Supplied information:
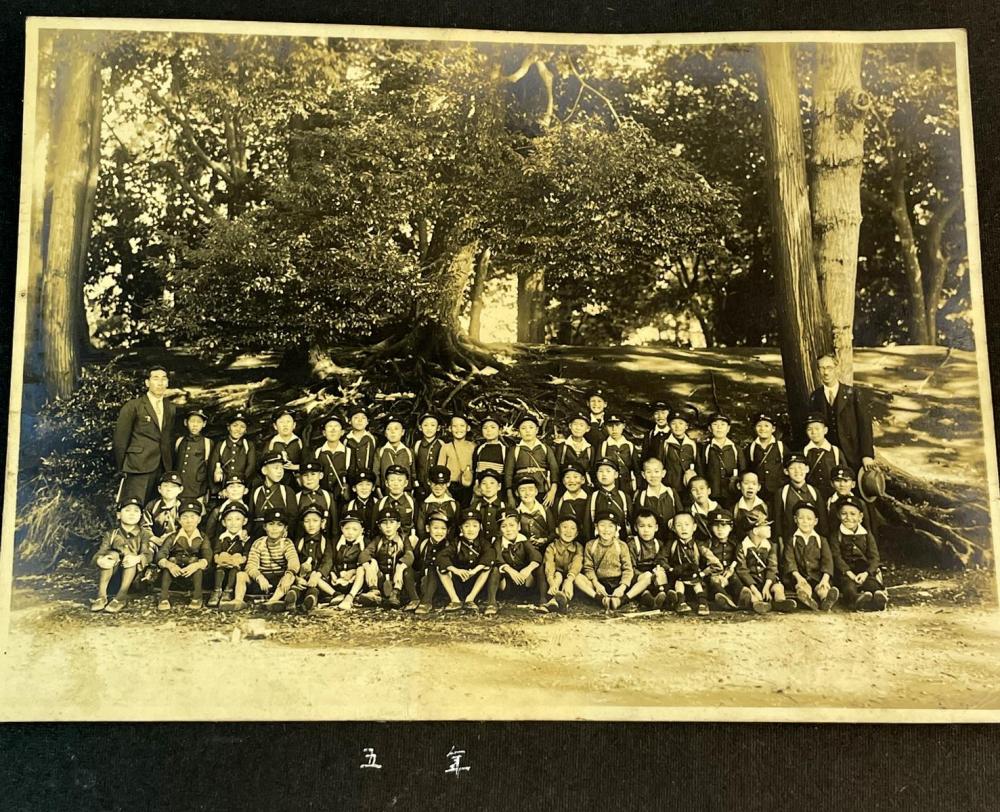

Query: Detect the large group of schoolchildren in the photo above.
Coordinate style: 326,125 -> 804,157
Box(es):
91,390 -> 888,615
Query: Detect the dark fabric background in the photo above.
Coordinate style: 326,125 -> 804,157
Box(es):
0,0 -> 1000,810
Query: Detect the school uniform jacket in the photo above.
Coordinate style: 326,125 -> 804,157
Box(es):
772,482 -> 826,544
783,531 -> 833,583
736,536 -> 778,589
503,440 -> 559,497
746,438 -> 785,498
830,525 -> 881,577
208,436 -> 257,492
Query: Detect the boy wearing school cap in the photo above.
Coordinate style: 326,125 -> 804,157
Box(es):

---

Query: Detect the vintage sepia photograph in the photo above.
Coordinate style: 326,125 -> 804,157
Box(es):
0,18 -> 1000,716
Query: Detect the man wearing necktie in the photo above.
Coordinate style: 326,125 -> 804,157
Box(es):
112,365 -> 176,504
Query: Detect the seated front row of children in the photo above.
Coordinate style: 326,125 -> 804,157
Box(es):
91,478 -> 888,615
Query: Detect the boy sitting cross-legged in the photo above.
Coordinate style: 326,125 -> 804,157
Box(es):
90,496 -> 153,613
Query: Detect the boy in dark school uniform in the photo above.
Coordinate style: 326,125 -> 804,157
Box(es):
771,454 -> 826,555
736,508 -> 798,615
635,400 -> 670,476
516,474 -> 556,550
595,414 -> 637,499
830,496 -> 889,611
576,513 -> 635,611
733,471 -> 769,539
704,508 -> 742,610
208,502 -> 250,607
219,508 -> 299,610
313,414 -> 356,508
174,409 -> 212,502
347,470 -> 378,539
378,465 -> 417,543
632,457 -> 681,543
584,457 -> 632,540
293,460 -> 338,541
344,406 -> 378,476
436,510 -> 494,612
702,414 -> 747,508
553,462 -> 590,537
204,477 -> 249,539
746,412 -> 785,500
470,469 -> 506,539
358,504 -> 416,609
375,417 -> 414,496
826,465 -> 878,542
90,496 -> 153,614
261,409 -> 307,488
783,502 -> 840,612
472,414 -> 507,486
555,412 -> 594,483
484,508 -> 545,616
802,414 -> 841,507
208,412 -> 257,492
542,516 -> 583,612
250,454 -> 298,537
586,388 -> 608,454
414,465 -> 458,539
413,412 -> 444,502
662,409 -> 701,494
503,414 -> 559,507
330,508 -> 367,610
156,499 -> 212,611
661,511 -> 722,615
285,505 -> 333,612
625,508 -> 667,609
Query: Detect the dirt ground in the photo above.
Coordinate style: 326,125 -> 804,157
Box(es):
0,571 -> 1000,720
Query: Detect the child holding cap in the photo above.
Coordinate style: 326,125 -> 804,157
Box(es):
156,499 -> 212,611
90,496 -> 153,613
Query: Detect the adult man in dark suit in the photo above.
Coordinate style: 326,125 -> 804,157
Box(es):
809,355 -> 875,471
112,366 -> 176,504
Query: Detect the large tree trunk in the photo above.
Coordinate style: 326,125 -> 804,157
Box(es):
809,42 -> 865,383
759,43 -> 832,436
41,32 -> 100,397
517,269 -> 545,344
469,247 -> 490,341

The task: Please rewrite the records from the line with "Query: Detect the dirt" to the line with "469,247 -> 490,341", swapping "Coordinate style" for "Coordinate format" and leaving everything else unchanged.

The output:
Query: Detect the dirt ground in the photo above.
Coordinate format: 326,125 -> 804,157
Box(es):
0,571 -> 1000,720
Query: Detect the child holding cap in the photo above.
Coordinate format: 326,125 -> 804,157
Box(es):
156,499 -> 212,611
90,496 -> 153,613
Query: Detect the adult man in dark suit in the photo above.
Coordinate format: 326,125 -> 804,157
Box(es):
809,355 -> 875,471
112,366 -> 176,504
Query: Detect the large tree trunk in the photo above.
Coordinate format: 326,125 -> 804,157
Box(es):
809,42 -> 865,383
759,43 -> 832,436
41,32 -> 100,397
517,269 -> 545,344
469,247 -> 490,341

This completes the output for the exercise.